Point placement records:
▽
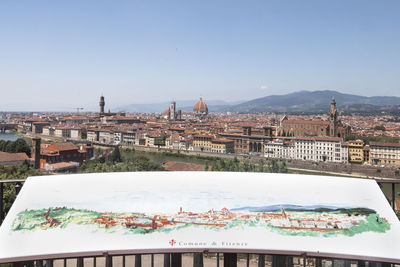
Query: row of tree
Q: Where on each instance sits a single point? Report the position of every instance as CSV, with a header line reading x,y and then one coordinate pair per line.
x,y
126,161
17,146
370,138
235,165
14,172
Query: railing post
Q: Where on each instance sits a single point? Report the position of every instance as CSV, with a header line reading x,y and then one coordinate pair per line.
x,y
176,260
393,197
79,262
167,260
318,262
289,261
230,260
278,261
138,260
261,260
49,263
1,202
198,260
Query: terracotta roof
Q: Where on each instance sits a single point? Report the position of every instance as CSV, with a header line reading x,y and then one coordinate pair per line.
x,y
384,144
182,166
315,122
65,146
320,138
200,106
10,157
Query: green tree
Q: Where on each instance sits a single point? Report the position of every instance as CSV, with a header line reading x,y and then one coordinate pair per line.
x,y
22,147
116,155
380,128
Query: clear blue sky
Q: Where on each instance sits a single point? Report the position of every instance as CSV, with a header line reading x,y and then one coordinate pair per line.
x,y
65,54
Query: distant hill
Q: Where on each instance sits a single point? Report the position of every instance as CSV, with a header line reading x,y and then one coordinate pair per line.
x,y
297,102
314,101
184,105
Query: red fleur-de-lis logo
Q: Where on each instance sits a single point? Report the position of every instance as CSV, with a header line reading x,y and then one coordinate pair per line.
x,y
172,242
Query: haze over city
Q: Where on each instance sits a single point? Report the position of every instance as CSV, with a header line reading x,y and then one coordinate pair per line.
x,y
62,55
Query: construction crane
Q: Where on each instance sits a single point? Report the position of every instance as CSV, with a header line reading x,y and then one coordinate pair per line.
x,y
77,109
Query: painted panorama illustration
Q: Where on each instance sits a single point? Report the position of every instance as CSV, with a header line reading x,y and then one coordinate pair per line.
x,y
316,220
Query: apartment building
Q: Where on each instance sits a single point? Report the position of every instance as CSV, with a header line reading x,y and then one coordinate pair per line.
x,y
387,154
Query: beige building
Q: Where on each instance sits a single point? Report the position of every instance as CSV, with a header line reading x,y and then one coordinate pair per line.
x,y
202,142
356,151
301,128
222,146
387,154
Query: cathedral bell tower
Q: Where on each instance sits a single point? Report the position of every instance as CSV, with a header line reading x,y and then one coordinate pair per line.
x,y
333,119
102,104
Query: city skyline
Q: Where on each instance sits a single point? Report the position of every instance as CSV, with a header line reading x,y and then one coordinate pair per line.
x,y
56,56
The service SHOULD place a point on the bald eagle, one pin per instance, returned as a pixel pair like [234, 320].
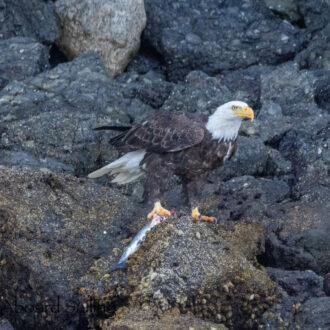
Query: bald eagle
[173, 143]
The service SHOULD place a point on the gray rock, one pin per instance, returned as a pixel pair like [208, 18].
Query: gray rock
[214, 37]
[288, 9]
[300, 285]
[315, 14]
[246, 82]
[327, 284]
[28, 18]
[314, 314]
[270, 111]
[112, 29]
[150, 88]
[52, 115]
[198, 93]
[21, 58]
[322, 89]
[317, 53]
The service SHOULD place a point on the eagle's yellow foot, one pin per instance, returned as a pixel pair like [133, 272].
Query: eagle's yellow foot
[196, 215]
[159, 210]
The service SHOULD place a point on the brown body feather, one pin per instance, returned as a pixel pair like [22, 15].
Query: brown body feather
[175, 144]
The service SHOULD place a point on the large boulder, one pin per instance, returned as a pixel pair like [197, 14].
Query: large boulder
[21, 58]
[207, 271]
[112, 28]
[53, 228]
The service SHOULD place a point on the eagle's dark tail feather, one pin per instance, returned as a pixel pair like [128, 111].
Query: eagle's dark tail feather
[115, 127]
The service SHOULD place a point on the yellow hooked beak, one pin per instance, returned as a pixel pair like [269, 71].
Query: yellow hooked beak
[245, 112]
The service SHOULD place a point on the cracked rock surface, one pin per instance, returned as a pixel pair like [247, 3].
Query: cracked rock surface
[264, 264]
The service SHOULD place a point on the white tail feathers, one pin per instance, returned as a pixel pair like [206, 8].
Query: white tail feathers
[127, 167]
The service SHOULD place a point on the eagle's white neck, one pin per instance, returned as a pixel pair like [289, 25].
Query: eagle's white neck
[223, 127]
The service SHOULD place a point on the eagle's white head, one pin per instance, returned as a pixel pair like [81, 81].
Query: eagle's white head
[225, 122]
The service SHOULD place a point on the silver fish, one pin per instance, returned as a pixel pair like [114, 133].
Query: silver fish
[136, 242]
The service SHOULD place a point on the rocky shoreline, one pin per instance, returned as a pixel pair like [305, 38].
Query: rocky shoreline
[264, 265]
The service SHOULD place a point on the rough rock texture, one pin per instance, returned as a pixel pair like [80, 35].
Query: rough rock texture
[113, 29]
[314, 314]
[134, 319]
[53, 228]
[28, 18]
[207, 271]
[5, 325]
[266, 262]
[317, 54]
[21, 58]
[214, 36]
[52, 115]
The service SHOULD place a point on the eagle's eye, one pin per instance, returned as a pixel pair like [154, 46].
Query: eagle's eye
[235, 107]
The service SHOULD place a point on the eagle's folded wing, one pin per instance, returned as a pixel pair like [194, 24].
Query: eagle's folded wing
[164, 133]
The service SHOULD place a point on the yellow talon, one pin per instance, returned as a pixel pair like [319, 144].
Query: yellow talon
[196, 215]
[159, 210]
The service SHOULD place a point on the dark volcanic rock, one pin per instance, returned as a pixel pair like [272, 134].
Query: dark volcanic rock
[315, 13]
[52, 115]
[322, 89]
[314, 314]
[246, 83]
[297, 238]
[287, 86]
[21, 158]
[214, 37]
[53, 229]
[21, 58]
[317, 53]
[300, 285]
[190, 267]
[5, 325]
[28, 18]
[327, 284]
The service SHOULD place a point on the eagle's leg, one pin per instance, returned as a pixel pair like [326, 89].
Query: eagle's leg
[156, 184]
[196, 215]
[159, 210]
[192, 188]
△
Directive | Omit pictures; set down the rest of the material word for word.

Exercise solution |
Query: row of tree
Q: Where on each instance sits a single point? Report the position of every instance as CSV, with a header line reading x,y and then one coordinate pair per line.
x,y
126,161
17,146
370,138
235,165
14,172
Query: railing post
Q: Where on each instance sits a single point? Report the position of every instance as CSV, with a header line reading x,y and then one coordinate pair per line.
x,y
176,260
393,197
79,262
167,260
318,262
289,261
230,260
278,261
138,260
261,260
49,263
1,202
198,260
Query: terracotta roof
Q: Where on each instance sits a single point? Report the position of every instance as CSV, with a header line reading x,y and then one coordinate pair per line.
x,y
384,144
182,166
315,122
65,146
320,138
200,106
10,157
Query: green tree
Q: Where on each instance sits a single point? Report the position of every instance as CSV, with a header line reading x,y and then one coordinate pair per line.
x,y
22,147
116,155
380,128
Query: clear blue sky
Q: Where on each instance sits a single point? Report the position of every instance as CSV, with a header line reading x,y and then one coordinate pair per line.
x,y
65,54
Query: distant hill
Q: Where on each instance sits a single point? Report the position of every instance as CSV, with a header line reading x,y and then one coordinate pair per line.
x,y
297,102
314,101
184,105
Query: red fleur-de-lis logo
Q: Where on each instance sits a single point? Report the position of every instance as CSV, with a header line reading x,y and then one coordinate pair per line.
x,y
172,242
Query: haze over city
Q: Where on each instance sits a single point? Report the position of every instance as CSV, with a header line reading x,y and then one coordinate pair per line.
x,y
62,55
Query: construction crane
Q: Where on each instance sits a single point? Report the position of every instance as CSV, with a header line reading x,y and then one coordinate pair per line.
x,y
77,109
Query: painted panorama illustration
Q: Where on each instance sits a single point? Report the position of every instance as CSV, with a header line reading x,y and then one coordinate pair per line.
x,y
316,220
Query: apartment building
Q: Where on each instance sits a single point? Report the position of every instance as CSV, with a header line reading x,y and then one coordinate pair per line.
x,y
387,154
Query: beige building
Q: Where on each instance sits a single point? Report the position of every instance as CSV, with a header line reading x,y and then one coordinate pair per line.
x,y
202,142
356,151
301,128
222,146
387,154
Query: cathedral bell tower
Q: Where on each instance sits a single point? Report the position of every instance as CSV, with a header line reading x,y and then one coordinate pair per line.
x,y
333,119
102,104
Query: city skyline
Q: Where on each instance sits a single point? Report the position of every instance as CSV, with a header line reading x,y and then one coordinate pair per line.
x,y
56,56
The service SHOULD place a point on the bald eagle, one pin per instance, returned as a pixel pair like [234, 320].
Query: bald eagle
[173, 143]
The service SHOULD place a point on the gray rock, one pin per instance, returned as a pixel pair like [208, 18].
Query: gray rock
[214, 37]
[288, 9]
[300, 285]
[315, 14]
[246, 82]
[327, 284]
[28, 18]
[314, 314]
[270, 111]
[112, 29]
[150, 88]
[52, 115]
[198, 93]
[21, 58]
[322, 89]
[317, 53]
The service SHOULD place a point on the eagle's yellow foot, one pin per instance, returned as a pixel pair like [133, 272].
Query: eagle's yellow foot
[196, 215]
[159, 210]
The service SHOULD place a point on the brown body feather, one pin per instance, returned as a pixel pair like [22, 15].
Query: brown body feather
[175, 144]
The service SHOULD place a point on the large boulder, one pin per instance, returned as a pixel pair like [197, 14].
Query: large boulder
[21, 58]
[207, 271]
[112, 28]
[53, 228]
The service SHOULD place a point on the eagle's dark tail feather, one pin per instance, returned as a pixel pair like [128, 111].
Query: eagle's dark tail feather
[115, 127]
The service SHOULD place a point on the yellow hooked beak, one pin per instance, returned as a pixel pair like [269, 71].
Query: yellow hooked beak
[245, 112]
The service SHOULD place a point on the cracked rock surface, one pin per instance, returned as a pixel pair like [247, 3].
Query: cracked rock surface
[264, 264]
The service SHOULD place a point on the white tail feathers, one pin per instance, returned as a pixel pair like [206, 8].
Query: white tail feathers
[127, 167]
The service SHOULD place a point on the eagle's white neck, one pin per instance, returned as a pixel pair like [289, 25].
Query: eagle's white neck
[223, 127]
The service SHOULD place a point on the eagle's white head, one pin per instance, returned as a pixel pair like [81, 81].
Query: eagle's white head
[225, 122]
The service SHOULD place a point on the silver fish, one pin per instance, returned as a pixel pair like [114, 133].
Query: silver fish
[136, 242]
The service SHOULD place a point on the rocky shoreline, one pin per instance, returned as a pixel pair like [305, 38].
Query: rocky shoreline
[264, 265]
The service SHOULD place a point on the rough rock texture, one pin per instance, returned as a pixel pair like [80, 35].
Query: rough rock texture
[113, 29]
[314, 314]
[134, 319]
[53, 228]
[28, 18]
[207, 271]
[5, 325]
[266, 262]
[317, 54]
[21, 58]
[214, 36]
[52, 115]
The service SHOULD place a point on the eagle's eye, one pin per instance, returned as a pixel pair like [154, 46].
Query: eagle's eye
[235, 107]
The service SHOULD place a point on the eagle's folded wing, one pin per instance, returned as a pixel pair like [194, 24].
Query: eagle's folded wing
[164, 133]
The service SHOULD place a point on the yellow talon, one pin per instance, returned as a pixel pair like [319, 144].
Query: yellow talon
[196, 215]
[159, 210]
The service SHOULD place a point on the dark volcanic rock, one pin per instance, returned as a pixel pair like [272, 134].
Query: dark volcanic rock
[315, 13]
[52, 115]
[322, 89]
[314, 314]
[246, 83]
[297, 238]
[287, 86]
[21, 158]
[214, 37]
[53, 229]
[21, 58]
[317, 53]
[300, 285]
[190, 267]
[5, 325]
[28, 18]
[327, 284]
The service SHOULD place a point on the eagle's leg, one pin per instance, returned as a pixel pair like [326, 89].
Query: eagle's leg
[156, 184]
[196, 215]
[159, 210]
[192, 188]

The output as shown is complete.